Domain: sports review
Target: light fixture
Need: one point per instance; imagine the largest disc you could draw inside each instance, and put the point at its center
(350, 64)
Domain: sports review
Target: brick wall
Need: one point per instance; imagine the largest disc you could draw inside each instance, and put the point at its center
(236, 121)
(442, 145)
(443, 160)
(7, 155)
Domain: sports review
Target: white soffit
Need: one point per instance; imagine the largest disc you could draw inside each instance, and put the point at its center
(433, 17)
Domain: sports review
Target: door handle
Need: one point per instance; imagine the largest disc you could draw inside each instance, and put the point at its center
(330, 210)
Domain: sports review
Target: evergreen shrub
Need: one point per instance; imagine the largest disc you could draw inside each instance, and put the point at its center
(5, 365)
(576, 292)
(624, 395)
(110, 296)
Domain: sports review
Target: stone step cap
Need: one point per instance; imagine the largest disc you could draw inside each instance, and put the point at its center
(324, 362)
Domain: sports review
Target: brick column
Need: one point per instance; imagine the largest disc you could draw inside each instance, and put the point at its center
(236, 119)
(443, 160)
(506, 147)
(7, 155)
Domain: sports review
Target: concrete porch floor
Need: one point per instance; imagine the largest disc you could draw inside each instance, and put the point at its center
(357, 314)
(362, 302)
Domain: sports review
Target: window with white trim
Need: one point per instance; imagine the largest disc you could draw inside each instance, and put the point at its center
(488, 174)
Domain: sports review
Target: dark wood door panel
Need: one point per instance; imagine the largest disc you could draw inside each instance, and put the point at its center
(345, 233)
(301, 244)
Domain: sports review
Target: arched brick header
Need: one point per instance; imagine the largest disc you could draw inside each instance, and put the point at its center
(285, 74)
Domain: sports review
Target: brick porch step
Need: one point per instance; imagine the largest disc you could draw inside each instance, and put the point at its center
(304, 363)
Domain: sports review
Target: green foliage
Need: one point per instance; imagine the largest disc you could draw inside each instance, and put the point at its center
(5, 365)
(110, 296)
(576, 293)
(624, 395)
------------------------------------------------
Instructions for the task —
Some lines in the data above hold the string "brick". Find and copy each of them.

Response for this exercise —
Target: brick wall
Target: brick column
Target: arched brick header
Target: brick porch step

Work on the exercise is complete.